*Source data:*
....

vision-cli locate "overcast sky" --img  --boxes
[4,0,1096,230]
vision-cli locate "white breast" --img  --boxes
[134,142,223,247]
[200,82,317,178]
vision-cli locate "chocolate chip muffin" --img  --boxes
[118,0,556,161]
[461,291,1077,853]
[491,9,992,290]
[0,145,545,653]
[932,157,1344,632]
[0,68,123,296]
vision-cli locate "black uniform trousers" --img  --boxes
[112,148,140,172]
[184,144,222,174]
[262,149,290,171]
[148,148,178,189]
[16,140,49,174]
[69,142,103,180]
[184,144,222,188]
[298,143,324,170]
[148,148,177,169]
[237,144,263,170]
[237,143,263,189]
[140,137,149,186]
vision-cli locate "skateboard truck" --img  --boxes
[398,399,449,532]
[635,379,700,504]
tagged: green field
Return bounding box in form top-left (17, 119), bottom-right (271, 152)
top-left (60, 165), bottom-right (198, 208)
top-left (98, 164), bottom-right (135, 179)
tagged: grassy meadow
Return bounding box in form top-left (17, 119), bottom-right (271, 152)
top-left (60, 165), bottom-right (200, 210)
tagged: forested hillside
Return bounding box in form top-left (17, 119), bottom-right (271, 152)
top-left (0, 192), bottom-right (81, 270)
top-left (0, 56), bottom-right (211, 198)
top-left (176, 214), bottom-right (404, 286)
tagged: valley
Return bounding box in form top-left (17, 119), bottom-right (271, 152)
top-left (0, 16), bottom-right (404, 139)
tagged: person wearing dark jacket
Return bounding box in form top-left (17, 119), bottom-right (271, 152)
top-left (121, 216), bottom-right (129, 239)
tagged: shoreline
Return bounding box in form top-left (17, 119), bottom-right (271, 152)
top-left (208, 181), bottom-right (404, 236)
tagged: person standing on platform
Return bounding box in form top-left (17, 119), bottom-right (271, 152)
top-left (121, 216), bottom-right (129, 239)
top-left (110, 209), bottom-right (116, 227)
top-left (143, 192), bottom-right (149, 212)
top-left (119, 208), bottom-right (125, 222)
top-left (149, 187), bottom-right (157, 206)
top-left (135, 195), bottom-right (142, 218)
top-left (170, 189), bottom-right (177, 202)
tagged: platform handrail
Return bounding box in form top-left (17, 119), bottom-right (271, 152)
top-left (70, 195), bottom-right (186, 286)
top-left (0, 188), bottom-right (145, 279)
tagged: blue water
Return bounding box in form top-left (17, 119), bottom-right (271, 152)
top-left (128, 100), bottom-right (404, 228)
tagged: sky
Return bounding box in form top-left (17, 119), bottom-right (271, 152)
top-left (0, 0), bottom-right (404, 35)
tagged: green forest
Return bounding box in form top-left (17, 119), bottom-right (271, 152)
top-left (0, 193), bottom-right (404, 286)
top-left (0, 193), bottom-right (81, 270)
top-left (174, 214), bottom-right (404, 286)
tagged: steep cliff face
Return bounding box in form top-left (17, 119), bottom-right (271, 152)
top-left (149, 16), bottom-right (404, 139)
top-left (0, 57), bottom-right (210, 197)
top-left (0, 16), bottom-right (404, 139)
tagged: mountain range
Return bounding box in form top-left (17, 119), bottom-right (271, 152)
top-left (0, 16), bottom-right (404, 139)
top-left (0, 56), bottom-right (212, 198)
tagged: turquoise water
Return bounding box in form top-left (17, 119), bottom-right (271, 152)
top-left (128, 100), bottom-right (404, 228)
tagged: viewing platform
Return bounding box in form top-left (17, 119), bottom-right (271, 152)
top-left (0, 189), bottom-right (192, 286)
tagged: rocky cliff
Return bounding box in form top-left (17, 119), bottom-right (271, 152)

....

*SHORT PROBLEM:*
Write out the lines above as a numbered list, omitting any blank lines.

*REPLY:*
1. vision-cli locate "overcast sky" --img  --boxes
2. [4,0,1096,230]
3. vision-cli locate "white breast" --img  --boxes
4. [134,142,223,247]
5. [200,82,317,178]
6. vision-cli locate "chocolate chip muffin" --img  --boxes
7. [118,0,556,161]
8. [461,291,1077,853]
9. [491,9,992,290]
10. [0,145,545,653]
11. [932,157,1344,632]
12. [0,68,123,296]
13. vision-cli locate "black uniform trousers" --img  --boxes
14. [112,148,140,172]
15. [184,144,222,174]
16. [262,149,290,171]
17. [148,148,178,189]
18. [16,140,49,174]
19. [69,142,103,180]
20. [184,144,222,188]
21. [298,143,324,170]
22. [148,148,177,169]
23. [237,144,263,170]
24. [237,143,263,189]
25. [140,137,149,186]
26. vision-cli locate "skateboard truck" --img  --boxes
27. [398,399,449,532]
28. [635,379,700,504]
29. tagged: green field
30. Return bounding box in form top-left (17, 119), bottom-right (271, 152)
31. top-left (60, 165), bottom-right (198, 208)
32. top-left (98, 164), bottom-right (135, 179)
33. tagged: grassy meadow
34. Return bounding box in form top-left (17, 119), bottom-right (271, 152)
35. top-left (60, 165), bottom-right (200, 210)
36. tagged: forested hillside
37. Return bounding box in form top-left (17, 119), bottom-right (271, 152)
38. top-left (0, 192), bottom-right (81, 270)
39. top-left (0, 56), bottom-right (211, 198)
40. top-left (176, 214), bottom-right (404, 286)
41. tagged: valley
42. Return bounding box in form top-left (17, 119), bottom-right (271, 152)
43. top-left (0, 16), bottom-right (404, 139)
44. tagged: person wearing dark jacket
45. Return bounding box in form top-left (17, 119), bottom-right (271, 152)
46. top-left (121, 216), bottom-right (129, 239)
47. tagged: shoreline
48. Return bounding box in form top-left (17, 119), bottom-right (271, 152)
49. top-left (208, 181), bottom-right (404, 236)
50. tagged: person standing on platform
51. Return bounding box in form top-left (17, 119), bottom-right (271, 152)
52. top-left (121, 216), bottom-right (129, 239)
53. top-left (110, 209), bottom-right (116, 227)
54. top-left (143, 192), bottom-right (149, 212)
55. top-left (119, 208), bottom-right (125, 222)
56. top-left (149, 187), bottom-right (157, 206)
57. top-left (135, 195), bottom-right (142, 218)
58. top-left (170, 189), bottom-right (177, 202)
59. tagged: platform handrail
60. Return bounding box in form top-left (17, 119), bottom-right (271, 152)
61. top-left (70, 195), bottom-right (186, 286)
62. top-left (0, 188), bottom-right (145, 279)
63. tagged: blue water
64. Return bounding box in form top-left (17, 119), bottom-right (271, 152)
65. top-left (128, 100), bottom-right (404, 228)
66. tagged: sky
67. Return bounding box in form top-left (17, 119), bottom-right (271, 152)
68. top-left (0, 0), bottom-right (404, 35)
69. tagged: green forest
70. Return bounding box in form top-left (17, 119), bottom-right (271, 152)
71. top-left (0, 193), bottom-right (404, 286)
72. top-left (0, 193), bottom-right (81, 270)
73. top-left (174, 214), bottom-right (404, 286)
74. tagged: steep cliff face
75. Return bounding box in form top-left (17, 119), bottom-right (271, 152)
76. top-left (149, 16), bottom-right (404, 139)
77. top-left (0, 57), bottom-right (210, 197)
78. top-left (0, 16), bottom-right (404, 139)
79. tagged: mountain range
80. Return bounding box in form top-left (17, 119), bottom-right (271, 152)
81. top-left (0, 16), bottom-right (404, 139)
82. top-left (0, 56), bottom-right (212, 198)
83. tagged: turquoise water
84. Return bounding box in form top-left (17, 119), bottom-right (271, 152)
85. top-left (128, 100), bottom-right (404, 228)
86. tagged: viewing platform
87. Return bounding box in form top-left (17, 119), bottom-right (271, 152)
88. top-left (0, 189), bottom-right (192, 286)
89. tagged: rocky cliff
90. Return bounding box in form top-left (17, 119), bottom-right (271, 152)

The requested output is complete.